◆ Raw records
/---

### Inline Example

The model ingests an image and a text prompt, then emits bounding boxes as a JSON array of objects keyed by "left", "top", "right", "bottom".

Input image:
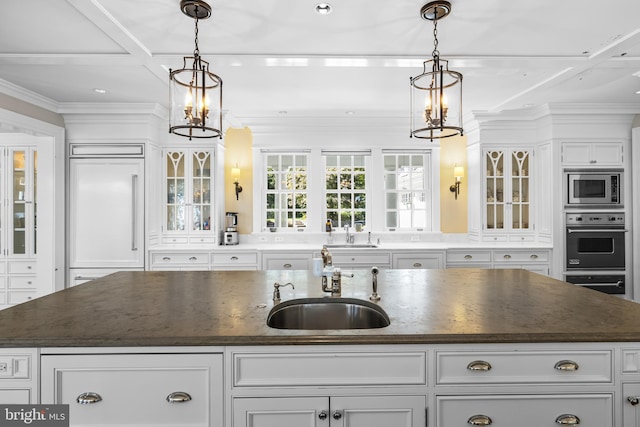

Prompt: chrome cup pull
[
  {"left": 167, "top": 391, "right": 191, "bottom": 403},
  {"left": 467, "top": 360, "right": 491, "bottom": 372},
  {"left": 76, "top": 391, "right": 102, "bottom": 405},
  {"left": 556, "top": 414, "right": 580, "bottom": 426},
  {"left": 553, "top": 360, "right": 579, "bottom": 371},
  {"left": 467, "top": 415, "right": 493, "bottom": 426}
]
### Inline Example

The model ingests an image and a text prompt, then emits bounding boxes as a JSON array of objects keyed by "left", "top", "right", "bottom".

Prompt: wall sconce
[
  {"left": 231, "top": 163, "right": 242, "bottom": 200},
  {"left": 449, "top": 166, "right": 464, "bottom": 200}
]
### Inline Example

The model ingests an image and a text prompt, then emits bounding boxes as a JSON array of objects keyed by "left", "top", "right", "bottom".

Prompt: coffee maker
[{"left": 222, "top": 212, "right": 238, "bottom": 245}]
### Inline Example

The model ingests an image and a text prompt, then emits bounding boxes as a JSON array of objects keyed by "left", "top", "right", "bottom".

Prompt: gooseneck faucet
[{"left": 369, "top": 267, "right": 380, "bottom": 301}]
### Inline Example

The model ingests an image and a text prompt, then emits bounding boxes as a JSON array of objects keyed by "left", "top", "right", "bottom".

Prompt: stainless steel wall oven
[{"left": 565, "top": 212, "right": 628, "bottom": 294}]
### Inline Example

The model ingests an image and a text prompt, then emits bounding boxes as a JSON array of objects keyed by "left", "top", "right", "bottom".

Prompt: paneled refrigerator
[{"left": 68, "top": 150, "right": 145, "bottom": 286}]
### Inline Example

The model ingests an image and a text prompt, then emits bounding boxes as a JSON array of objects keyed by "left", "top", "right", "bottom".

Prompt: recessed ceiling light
[{"left": 315, "top": 3, "right": 333, "bottom": 15}]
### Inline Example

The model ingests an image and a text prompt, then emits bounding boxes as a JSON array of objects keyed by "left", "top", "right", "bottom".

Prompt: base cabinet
[
  {"left": 233, "top": 396, "right": 426, "bottom": 427},
  {"left": 436, "top": 394, "right": 613, "bottom": 427},
  {"left": 41, "top": 354, "right": 223, "bottom": 427}
]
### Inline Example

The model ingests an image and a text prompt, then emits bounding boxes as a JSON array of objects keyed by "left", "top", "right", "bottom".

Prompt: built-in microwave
[{"left": 565, "top": 170, "right": 623, "bottom": 208}]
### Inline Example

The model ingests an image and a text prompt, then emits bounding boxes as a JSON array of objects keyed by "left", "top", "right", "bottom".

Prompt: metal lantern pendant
[
  {"left": 169, "top": 0, "right": 222, "bottom": 139},
  {"left": 410, "top": 1, "right": 463, "bottom": 140}
]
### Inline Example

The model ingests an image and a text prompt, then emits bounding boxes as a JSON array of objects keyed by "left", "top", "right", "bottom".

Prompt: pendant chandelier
[
  {"left": 169, "top": 0, "right": 222, "bottom": 139},
  {"left": 410, "top": 1, "right": 463, "bottom": 141}
]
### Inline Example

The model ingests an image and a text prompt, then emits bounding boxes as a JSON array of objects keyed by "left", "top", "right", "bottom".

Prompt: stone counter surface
[{"left": 0, "top": 269, "right": 640, "bottom": 347}]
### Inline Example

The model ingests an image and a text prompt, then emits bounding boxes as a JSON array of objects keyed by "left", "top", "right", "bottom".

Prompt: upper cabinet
[
  {"left": 162, "top": 148, "right": 215, "bottom": 244},
  {"left": 483, "top": 148, "right": 533, "bottom": 240},
  {"left": 562, "top": 142, "right": 624, "bottom": 167}
]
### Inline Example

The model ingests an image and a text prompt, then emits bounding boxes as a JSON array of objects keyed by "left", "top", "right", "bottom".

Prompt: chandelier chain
[{"left": 431, "top": 18, "right": 440, "bottom": 59}]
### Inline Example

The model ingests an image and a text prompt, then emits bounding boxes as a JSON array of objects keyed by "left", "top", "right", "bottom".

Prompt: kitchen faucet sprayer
[{"left": 369, "top": 267, "right": 380, "bottom": 301}]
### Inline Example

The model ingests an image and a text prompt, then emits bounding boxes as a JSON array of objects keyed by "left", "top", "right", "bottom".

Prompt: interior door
[{"left": 69, "top": 159, "right": 144, "bottom": 268}]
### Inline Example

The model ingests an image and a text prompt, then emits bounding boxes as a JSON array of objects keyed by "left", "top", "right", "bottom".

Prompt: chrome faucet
[
  {"left": 273, "top": 282, "right": 295, "bottom": 304},
  {"left": 369, "top": 267, "right": 380, "bottom": 301}
]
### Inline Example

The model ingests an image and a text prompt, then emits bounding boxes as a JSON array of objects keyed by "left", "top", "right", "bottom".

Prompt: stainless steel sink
[
  {"left": 267, "top": 298, "right": 391, "bottom": 330},
  {"left": 324, "top": 243, "right": 378, "bottom": 249}
]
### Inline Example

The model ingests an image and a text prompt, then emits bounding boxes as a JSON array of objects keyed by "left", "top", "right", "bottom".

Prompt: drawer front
[
  {"left": 213, "top": 252, "right": 258, "bottom": 265},
  {"left": 262, "top": 257, "right": 311, "bottom": 270},
  {"left": 494, "top": 251, "right": 549, "bottom": 262},
  {"left": 41, "top": 355, "right": 223, "bottom": 426},
  {"left": 393, "top": 256, "right": 442, "bottom": 269},
  {"left": 9, "top": 276, "right": 36, "bottom": 289},
  {"left": 436, "top": 351, "right": 613, "bottom": 385},
  {"left": 436, "top": 394, "right": 613, "bottom": 427},
  {"left": 447, "top": 251, "right": 491, "bottom": 264},
  {"left": 9, "top": 261, "right": 36, "bottom": 274},
  {"left": 151, "top": 252, "right": 209, "bottom": 265},
  {"left": 233, "top": 352, "right": 427, "bottom": 388},
  {"left": 332, "top": 252, "right": 390, "bottom": 266}
]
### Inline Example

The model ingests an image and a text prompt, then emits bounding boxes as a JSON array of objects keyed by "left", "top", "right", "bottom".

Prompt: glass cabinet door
[
  {"left": 166, "top": 151, "right": 186, "bottom": 231},
  {"left": 165, "top": 149, "right": 213, "bottom": 234},
  {"left": 485, "top": 151, "right": 505, "bottom": 230},
  {"left": 191, "top": 151, "right": 211, "bottom": 230},
  {"left": 8, "top": 148, "right": 38, "bottom": 256},
  {"left": 511, "top": 151, "right": 529, "bottom": 230}
]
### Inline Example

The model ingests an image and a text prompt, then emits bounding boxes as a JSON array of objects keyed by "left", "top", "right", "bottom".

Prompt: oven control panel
[{"left": 566, "top": 212, "right": 624, "bottom": 226}]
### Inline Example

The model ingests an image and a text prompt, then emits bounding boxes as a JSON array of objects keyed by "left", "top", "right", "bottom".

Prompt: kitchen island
[{"left": 0, "top": 269, "right": 640, "bottom": 427}]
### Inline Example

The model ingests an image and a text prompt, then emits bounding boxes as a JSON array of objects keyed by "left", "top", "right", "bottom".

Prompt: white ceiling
[{"left": 0, "top": 0, "right": 640, "bottom": 133}]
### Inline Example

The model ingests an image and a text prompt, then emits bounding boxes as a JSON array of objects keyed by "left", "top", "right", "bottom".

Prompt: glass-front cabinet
[
  {"left": 163, "top": 149, "right": 215, "bottom": 243},
  {"left": 484, "top": 149, "right": 533, "bottom": 239}
]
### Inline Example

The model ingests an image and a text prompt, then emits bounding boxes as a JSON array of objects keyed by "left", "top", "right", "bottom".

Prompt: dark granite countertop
[{"left": 0, "top": 269, "right": 640, "bottom": 347}]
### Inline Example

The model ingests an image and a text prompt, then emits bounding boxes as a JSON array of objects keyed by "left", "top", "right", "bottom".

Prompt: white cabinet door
[
  {"left": 233, "top": 396, "right": 426, "bottom": 427},
  {"left": 329, "top": 396, "right": 426, "bottom": 427},
  {"left": 69, "top": 159, "right": 144, "bottom": 268},
  {"left": 233, "top": 397, "right": 329, "bottom": 427}
]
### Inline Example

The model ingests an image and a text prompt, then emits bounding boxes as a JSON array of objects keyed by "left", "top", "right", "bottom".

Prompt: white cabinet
[
  {"left": 149, "top": 250, "right": 210, "bottom": 271},
  {"left": 483, "top": 148, "right": 533, "bottom": 240},
  {"left": 562, "top": 142, "right": 624, "bottom": 167},
  {"left": 162, "top": 148, "right": 216, "bottom": 244},
  {"left": 262, "top": 251, "right": 312, "bottom": 270},
  {"left": 392, "top": 251, "right": 445, "bottom": 269},
  {"left": 232, "top": 396, "right": 426, "bottom": 427},
  {"left": 0, "top": 145, "right": 37, "bottom": 308},
  {"left": 211, "top": 249, "right": 260, "bottom": 270},
  {"left": 0, "top": 349, "right": 38, "bottom": 404},
  {"left": 41, "top": 354, "right": 224, "bottom": 427},
  {"left": 69, "top": 154, "right": 145, "bottom": 269}
]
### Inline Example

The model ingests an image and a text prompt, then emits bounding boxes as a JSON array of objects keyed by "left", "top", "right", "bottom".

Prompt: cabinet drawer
[
  {"left": 9, "top": 261, "right": 36, "bottom": 274},
  {"left": 436, "top": 394, "right": 613, "bottom": 427},
  {"left": 447, "top": 251, "right": 491, "bottom": 264},
  {"left": 151, "top": 252, "right": 209, "bottom": 265},
  {"left": 9, "top": 276, "right": 36, "bottom": 289},
  {"left": 233, "top": 352, "right": 427, "bottom": 388},
  {"left": 262, "top": 257, "right": 311, "bottom": 270},
  {"left": 41, "top": 354, "right": 223, "bottom": 426},
  {"left": 393, "top": 255, "right": 443, "bottom": 268},
  {"left": 332, "top": 252, "right": 390, "bottom": 266},
  {"left": 436, "top": 351, "right": 613, "bottom": 385},
  {"left": 494, "top": 250, "right": 549, "bottom": 262},
  {"left": 213, "top": 252, "right": 258, "bottom": 265}
]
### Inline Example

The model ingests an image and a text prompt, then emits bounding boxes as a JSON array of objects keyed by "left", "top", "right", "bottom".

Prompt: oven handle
[{"left": 567, "top": 228, "right": 629, "bottom": 234}]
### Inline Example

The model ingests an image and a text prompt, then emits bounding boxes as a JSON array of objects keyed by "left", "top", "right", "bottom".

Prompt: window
[
  {"left": 264, "top": 153, "right": 308, "bottom": 229},
  {"left": 323, "top": 153, "right": 369, "bottom": 230},
  {"left": 383, "top": 152, "right": 431, "bottom": 230}
]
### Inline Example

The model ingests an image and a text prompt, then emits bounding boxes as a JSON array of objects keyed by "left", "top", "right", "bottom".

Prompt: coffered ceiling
[{"left": 0, "top": 0, "right": 640, "bottom": 132}]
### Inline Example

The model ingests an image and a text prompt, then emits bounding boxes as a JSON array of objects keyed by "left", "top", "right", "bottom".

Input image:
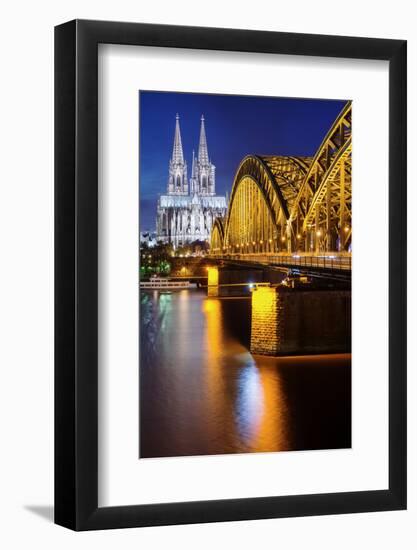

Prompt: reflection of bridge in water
[{"left": 210, "top": 102, "right": 352, "bottom": 270}]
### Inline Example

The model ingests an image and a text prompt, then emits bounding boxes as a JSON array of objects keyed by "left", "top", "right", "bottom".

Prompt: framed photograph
[{"left": 55, "top": 20, "right": 406, "bottom": 530}]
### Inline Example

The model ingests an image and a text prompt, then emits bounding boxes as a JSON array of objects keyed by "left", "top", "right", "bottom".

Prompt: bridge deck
[{"left": 210, "top": 253, "right": 352, "bottom": 272}]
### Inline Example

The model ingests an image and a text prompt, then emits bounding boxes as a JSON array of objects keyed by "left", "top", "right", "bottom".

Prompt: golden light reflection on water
[
  {"left": 140, "top": 289, "right": 350, "bottom": 457},
  {"left": 202, "top": 299, "right": 289, "bottom": 452}
]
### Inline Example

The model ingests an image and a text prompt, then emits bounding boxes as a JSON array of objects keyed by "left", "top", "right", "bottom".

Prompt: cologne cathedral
[{"left": 156, "top": 114, "right": 227, "bottom": 248}]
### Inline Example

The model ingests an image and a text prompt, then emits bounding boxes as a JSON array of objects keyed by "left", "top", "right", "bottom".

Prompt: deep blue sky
[{"left": 139, "top": 91, "right": 346, "bottom": 231}]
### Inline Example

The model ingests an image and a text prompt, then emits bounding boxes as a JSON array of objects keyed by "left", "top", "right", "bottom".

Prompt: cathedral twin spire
[
  {"left": 168, "top": 113, "right": 215, "bottom": 195},
  {"left": 172, "top": 113, "right": 184, "bottom": 164}
]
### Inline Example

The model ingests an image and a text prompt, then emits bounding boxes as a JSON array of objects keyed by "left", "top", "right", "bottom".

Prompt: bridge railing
[{"left": 207, "top": 253, "right": 352, "bottom": 271}]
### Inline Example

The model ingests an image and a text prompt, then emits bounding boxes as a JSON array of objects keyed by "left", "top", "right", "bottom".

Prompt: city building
[{"left": 156, "top": 114, "right": 227, "bottom": 248}]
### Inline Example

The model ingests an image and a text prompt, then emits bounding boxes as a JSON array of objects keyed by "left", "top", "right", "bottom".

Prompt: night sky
[{"left": 139, "top": 91, "right": 346, "bottom": 231}]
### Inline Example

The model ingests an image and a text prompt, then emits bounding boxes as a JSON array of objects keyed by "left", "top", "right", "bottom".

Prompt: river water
[{"left": 139, "top": 289, "right": 351, "bottom": 458}]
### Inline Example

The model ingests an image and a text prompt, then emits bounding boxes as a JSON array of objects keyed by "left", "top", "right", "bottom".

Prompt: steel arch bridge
[{"left": 210, "top": 102, "right": 352, "bottom": 255}]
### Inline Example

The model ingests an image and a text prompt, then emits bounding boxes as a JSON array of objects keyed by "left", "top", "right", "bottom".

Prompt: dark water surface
[{"left": 140, "top": 289, "right": 351, "bottom": 458}]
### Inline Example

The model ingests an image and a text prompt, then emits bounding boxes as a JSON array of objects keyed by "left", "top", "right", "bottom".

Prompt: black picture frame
[{"left": 55, "top": 20, "right": 407, "bottom": 531}]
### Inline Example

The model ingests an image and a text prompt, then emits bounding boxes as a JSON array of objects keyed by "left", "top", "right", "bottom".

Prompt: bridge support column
[
  {"left": 207, "top": 267, "right": 219, "bottom": 297},
  {"left": 250, "top": 286, "right": 283, "bottom": 355},
  {"left": 250, "top": 286, "right": 351, "bottom": 356}
]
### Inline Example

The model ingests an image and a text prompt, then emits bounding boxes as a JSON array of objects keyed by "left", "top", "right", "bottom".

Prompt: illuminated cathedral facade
[{"left": 156, "top": 114, "right": 227, "bottom": 248}]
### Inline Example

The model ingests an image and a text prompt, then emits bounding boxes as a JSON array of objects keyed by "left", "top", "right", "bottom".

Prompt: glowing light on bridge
[{"left": 210, "top": 102, "right": 352, "bottom": 254}]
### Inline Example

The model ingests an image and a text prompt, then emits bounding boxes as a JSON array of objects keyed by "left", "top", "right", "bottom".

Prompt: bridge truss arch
[{"left": 211, "top": 102, "right": 352, "bottom": 254}]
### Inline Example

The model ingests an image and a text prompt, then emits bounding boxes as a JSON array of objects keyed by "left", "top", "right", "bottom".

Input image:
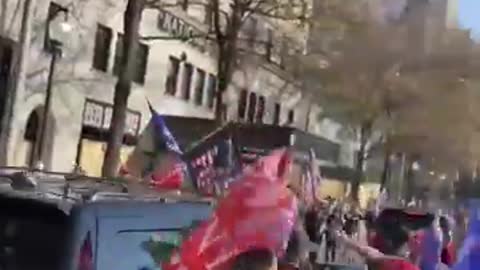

\---

◆ Short task
Count the lines of the records that contain the string "ceiling", matching case exactly, and reply with only that number.

◆ Written response
3